Records of labeled boxes
==========

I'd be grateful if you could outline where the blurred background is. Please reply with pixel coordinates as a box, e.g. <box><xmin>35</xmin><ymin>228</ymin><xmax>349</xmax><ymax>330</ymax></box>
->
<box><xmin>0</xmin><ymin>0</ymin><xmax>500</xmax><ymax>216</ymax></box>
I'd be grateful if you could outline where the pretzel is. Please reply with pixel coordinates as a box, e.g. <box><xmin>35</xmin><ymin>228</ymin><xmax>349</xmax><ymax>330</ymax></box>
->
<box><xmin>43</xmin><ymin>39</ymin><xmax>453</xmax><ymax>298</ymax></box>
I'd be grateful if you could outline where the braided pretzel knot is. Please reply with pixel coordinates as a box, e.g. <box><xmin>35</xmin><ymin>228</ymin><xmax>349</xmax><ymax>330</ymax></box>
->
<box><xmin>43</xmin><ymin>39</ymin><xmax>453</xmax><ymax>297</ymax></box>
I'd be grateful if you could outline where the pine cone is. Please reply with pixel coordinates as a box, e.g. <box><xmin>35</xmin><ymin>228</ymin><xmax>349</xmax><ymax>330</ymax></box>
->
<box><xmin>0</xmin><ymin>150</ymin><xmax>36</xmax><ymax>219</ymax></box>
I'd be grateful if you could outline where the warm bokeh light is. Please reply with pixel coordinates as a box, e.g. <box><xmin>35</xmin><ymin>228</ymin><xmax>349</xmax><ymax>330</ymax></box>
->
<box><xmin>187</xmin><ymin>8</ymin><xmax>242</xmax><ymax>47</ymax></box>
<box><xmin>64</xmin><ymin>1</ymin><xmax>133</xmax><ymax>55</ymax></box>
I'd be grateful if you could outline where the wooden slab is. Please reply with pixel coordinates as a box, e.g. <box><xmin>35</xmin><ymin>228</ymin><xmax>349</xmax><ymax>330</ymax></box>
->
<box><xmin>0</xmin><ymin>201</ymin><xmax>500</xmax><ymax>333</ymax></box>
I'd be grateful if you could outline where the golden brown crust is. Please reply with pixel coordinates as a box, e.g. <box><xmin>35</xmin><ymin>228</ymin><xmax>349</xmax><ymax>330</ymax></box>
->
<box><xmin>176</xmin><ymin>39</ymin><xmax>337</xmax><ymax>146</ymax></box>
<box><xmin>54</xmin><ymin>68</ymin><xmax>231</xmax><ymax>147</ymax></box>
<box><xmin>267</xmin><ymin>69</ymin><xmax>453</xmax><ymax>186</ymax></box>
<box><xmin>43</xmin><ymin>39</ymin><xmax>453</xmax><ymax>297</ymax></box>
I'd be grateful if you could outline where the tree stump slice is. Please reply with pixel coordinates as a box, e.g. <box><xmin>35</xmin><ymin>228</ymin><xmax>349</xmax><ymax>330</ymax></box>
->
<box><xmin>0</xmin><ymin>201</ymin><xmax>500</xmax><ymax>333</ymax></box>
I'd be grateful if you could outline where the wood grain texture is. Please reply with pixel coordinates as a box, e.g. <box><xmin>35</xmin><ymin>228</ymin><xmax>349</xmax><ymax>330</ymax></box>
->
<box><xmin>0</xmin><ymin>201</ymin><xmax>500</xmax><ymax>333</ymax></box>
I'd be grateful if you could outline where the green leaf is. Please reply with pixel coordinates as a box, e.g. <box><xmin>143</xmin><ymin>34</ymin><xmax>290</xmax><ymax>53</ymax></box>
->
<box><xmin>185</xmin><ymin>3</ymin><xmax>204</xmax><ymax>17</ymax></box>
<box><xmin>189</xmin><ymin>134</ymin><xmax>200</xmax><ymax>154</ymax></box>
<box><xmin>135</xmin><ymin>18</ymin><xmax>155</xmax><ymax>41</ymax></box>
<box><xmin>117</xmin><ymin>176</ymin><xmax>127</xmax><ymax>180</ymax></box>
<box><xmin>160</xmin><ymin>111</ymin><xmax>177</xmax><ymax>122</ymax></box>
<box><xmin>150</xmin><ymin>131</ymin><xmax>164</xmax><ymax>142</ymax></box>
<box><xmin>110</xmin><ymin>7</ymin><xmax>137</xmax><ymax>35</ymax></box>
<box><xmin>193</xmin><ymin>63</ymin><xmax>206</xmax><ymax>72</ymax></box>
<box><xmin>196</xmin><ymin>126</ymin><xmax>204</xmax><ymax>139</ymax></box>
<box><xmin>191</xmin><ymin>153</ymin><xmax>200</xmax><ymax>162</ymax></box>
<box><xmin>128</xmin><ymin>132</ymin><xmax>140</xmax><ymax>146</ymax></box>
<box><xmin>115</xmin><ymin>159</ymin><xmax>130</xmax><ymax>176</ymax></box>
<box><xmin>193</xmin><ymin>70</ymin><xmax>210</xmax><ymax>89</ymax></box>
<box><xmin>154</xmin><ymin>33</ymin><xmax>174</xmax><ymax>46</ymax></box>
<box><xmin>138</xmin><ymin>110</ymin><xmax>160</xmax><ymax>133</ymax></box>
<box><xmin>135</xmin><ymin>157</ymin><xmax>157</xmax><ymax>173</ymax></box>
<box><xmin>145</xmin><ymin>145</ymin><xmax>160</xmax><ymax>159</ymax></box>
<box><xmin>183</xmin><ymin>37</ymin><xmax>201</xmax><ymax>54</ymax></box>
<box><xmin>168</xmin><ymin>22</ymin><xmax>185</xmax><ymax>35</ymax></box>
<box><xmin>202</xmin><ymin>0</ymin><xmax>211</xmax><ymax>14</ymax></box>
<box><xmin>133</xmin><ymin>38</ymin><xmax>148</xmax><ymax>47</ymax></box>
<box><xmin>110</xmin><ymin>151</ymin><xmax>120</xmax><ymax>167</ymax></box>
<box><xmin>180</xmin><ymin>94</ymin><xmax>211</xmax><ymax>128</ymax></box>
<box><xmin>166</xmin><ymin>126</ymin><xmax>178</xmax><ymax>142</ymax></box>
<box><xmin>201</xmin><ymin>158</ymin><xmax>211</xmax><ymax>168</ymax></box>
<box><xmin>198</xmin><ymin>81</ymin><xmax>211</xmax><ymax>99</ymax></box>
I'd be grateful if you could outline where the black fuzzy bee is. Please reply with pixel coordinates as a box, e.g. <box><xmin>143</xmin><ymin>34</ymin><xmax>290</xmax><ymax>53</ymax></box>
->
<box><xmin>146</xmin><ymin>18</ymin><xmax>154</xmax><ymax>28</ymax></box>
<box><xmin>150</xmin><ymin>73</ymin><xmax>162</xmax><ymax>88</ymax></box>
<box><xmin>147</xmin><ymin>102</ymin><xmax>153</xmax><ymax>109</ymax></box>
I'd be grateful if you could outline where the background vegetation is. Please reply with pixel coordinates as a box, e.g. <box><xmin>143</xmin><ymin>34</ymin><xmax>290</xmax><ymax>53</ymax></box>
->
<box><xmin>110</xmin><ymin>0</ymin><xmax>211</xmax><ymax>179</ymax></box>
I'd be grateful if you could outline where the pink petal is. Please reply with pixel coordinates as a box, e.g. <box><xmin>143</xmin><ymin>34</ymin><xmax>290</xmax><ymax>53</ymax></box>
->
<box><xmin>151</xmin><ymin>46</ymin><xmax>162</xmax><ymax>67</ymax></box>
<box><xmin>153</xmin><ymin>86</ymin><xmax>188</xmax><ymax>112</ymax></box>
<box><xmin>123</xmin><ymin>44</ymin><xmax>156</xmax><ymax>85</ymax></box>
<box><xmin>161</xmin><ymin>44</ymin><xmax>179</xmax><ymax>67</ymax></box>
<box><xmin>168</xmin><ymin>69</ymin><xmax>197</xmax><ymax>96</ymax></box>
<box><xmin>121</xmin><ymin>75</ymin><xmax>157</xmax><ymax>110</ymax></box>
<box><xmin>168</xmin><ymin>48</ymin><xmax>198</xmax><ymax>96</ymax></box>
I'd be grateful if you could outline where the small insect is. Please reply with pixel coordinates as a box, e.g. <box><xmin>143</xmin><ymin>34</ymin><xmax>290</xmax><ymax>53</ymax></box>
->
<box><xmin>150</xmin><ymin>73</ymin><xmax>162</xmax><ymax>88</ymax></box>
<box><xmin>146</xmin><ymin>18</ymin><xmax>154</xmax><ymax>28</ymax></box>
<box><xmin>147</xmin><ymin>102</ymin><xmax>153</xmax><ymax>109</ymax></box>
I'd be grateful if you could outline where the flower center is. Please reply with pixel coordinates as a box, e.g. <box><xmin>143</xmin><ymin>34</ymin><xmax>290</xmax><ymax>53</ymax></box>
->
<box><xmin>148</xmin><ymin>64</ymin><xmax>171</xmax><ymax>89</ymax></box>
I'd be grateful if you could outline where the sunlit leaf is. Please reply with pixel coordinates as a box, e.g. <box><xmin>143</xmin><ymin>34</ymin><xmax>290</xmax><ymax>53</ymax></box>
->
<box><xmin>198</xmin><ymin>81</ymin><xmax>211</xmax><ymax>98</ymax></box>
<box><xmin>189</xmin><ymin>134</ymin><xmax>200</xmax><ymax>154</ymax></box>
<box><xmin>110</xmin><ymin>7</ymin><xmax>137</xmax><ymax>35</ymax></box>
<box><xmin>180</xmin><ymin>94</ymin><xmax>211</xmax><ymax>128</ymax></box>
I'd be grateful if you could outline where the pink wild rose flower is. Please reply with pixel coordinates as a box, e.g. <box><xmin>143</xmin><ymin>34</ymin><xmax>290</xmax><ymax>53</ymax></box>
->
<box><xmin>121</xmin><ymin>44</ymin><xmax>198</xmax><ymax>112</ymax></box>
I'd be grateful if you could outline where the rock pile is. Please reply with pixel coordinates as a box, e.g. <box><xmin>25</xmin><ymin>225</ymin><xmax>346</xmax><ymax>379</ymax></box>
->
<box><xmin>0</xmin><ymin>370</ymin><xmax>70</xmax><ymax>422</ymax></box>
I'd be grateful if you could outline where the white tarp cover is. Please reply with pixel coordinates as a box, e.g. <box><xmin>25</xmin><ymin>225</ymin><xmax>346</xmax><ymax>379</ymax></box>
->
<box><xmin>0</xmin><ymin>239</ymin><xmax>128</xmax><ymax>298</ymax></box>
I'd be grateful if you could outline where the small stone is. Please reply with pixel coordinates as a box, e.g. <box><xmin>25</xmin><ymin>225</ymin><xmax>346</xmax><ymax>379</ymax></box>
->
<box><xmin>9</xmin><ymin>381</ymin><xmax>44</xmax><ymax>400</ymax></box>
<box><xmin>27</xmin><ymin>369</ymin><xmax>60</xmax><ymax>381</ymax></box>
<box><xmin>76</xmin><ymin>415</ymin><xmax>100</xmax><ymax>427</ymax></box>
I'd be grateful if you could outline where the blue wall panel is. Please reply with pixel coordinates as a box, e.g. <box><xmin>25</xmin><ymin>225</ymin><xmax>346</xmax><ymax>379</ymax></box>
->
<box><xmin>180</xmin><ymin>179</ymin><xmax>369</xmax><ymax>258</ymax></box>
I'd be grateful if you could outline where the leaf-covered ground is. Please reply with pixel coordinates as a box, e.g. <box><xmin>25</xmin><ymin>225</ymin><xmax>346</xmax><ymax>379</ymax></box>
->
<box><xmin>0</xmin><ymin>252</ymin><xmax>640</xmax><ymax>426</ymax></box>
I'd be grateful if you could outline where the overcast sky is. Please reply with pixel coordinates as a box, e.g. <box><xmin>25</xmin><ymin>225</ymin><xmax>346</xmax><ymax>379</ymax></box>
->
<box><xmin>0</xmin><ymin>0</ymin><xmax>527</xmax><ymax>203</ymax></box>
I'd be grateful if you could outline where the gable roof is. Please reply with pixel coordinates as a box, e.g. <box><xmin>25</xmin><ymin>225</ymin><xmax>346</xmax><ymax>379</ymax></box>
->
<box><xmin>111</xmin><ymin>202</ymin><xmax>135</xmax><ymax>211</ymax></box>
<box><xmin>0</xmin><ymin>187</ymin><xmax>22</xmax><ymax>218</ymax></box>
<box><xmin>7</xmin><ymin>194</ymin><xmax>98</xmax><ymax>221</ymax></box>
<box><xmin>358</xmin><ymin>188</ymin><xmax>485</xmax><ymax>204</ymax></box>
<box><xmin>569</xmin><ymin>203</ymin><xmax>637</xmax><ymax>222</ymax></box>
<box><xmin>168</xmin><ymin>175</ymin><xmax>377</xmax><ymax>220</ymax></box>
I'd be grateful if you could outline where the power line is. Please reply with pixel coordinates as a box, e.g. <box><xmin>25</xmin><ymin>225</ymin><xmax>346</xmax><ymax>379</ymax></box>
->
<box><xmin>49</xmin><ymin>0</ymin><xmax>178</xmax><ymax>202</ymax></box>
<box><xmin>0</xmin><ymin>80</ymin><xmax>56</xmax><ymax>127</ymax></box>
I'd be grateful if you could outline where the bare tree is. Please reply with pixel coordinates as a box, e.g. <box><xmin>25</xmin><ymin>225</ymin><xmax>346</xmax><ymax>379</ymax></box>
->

==========

PROBLEM DESCRIPTION
Return, unchanged, each line from the line containing "I'd be grateful if you could outline where the blue" through the last line of the material.

THE ANSWER
I'd be grateful if you could outline where the blue wall panel is. Please reply with pixel coordinates as a box, e.g. <box><xmin>25</xmin><ymin>225</ymin><xmax>346</xmax><ymax>379</ymax></box>
->
<box><xmin>180</xmin><ymin>179</ymin><xmax>369</xmax><ymax>258</ymax></box>
I'd be grateful if you could outline where the leaf-covered ground is. Please reply with pixel coordinates as a box, e.g. <box><xmin>25</xmin><ymin>225</ymin><xmax>346</xmax><ymax>379</ymax></box>
->
<box><xmin>0</xmin><ymin>252</ymin><xmax>640</xmax><ymax>426</ymax></box>
I'd be grateful if you could outline where the overcast sky is. Please reply with pixel coordinates as a box, e.g. <box><xmin>25</xmin><ymin>225</ymin><xmax>346</xmax><ymax>379</ymax></box>
->
<box><xmin>0</xmin><ymin>0</ymin><xmax>527</xmax><ymax>203</ymax></box>
I'd be grateful if you could outline where the gable roof is. Please reply with pixel coordinates as a box, e.g. <box><xmin>25</xmin><ymin>225</ymin><xmax>346</xmax><ymax>379</ymax></box>
->
<box><xmin>111</xmin><ymin>202</ymin><xmax>135</xmax><ymax>211</ymax></box>
<box><xmin>0</xmin><ymin>187</ymin><xmax>22</xmax><ymax>218</ymax></box>
<box><xmin>7</xmin><ymin>194</ymin><xmax>98</xmax><ymax>221</ymax></box>
<box><xmin>358</xmin><ymin>188</ymin><xmax>485</xmax><ymax>204</ymax></box>
<box><xmin>569</xmin><ymin>203</ymin><xmax>637</xmax><ymax>222</ymax></box>
<box><xmin>168</xmin><ymin>175</ymin><xmax>377</xmax><ymax>220</ymax></box>
I'd be grateful if you could outline where the power line is. Please reply with pixel coordinates as a box, e.g. <box><xmin>25</xmin><ymin>225</ymin><xmax>346</xmax><ymax>379</ymax></box>
->
<box><xmin>49</xmin><ymin>0</ymin><xmax>178</xmax><ymax>202</ymax></box>
<box><xmin>0</xmin><ymin>80</ymin><xmax>56</xmax><ymax>127</ymax></box>
I'd be grateful if you could outline where the bare tree is. Please reply with pixel coordinates as a box, e.g. <box><xmin>25</xmin><ymin>225</ymin><xmax>346</xmax><ymax>379</ymax></box>
->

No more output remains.